--- Start ---

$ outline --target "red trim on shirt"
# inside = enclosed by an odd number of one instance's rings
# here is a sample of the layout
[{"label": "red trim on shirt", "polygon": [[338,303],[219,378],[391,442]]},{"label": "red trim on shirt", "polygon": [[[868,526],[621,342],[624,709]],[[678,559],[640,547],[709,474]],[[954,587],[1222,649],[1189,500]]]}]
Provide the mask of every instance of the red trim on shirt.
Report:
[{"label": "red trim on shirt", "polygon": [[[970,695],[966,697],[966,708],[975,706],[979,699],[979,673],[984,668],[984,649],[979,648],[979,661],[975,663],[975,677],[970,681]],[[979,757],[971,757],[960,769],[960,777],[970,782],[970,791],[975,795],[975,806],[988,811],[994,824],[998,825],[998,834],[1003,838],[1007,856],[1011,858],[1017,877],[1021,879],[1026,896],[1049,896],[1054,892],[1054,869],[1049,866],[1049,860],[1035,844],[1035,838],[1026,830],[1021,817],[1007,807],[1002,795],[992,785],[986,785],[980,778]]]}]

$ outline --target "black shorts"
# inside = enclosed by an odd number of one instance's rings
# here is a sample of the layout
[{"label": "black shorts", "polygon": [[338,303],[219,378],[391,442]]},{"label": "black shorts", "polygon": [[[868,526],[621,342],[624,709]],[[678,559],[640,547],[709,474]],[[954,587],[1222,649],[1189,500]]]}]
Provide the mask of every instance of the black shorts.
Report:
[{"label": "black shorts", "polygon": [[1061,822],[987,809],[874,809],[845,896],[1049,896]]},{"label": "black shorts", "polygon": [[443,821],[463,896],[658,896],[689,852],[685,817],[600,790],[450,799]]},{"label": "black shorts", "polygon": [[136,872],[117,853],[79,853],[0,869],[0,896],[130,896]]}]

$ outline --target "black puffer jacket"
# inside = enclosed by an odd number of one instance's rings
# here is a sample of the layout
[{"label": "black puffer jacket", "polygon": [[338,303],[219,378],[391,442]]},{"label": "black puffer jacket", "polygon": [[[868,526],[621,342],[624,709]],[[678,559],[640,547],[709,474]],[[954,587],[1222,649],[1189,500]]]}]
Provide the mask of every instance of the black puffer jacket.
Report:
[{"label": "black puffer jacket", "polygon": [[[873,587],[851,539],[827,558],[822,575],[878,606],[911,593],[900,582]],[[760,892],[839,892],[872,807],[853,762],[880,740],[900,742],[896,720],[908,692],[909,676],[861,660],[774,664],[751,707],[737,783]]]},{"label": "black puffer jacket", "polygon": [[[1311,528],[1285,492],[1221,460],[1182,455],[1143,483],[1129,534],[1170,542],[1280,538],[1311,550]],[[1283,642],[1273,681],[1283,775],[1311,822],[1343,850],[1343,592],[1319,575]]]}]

--- End ---

* Your goal: Find every line above that contains the string "jacket", matching case exactly, and copy each of those lines.

* Answer to the task:
$ outline --target "black puffer jacket"
[{"label": "black puffer jacket", "polygon": [[338,303],[219,378],[391,442]]},{"label": "black puffer jacket", "polygon": [[[868,526],[621,342],[624,709]],[[678,559],[640,547],[709,474]],[[954,587],[1222,649],[1189,500]]]}]
Provide the mask of every instance of the black puffer jacket.
[{"label": "black puffer jacket", "polygon": [[[873,587],[851,539],[827,558],[822,575],[878,606],[911,593],[900,582]],[[760,892],[839,892],[872,807],[853,762],[880,740],[900,742],[896,720],[908,692],[909,676],[861,660],[774,664],[751,707],[737,783]]]},{"label": "black puffer jacket", "polygon": [[[1311,528],[1285,492],[1221,460],[1182,455],[1143,483],[1129,534],[1170,542],[1280,538],[1311,550]],[[1283,642],[1273,681],[1283,775],[1311,822],[1343,850],[1343,592],[1319,575]]]}]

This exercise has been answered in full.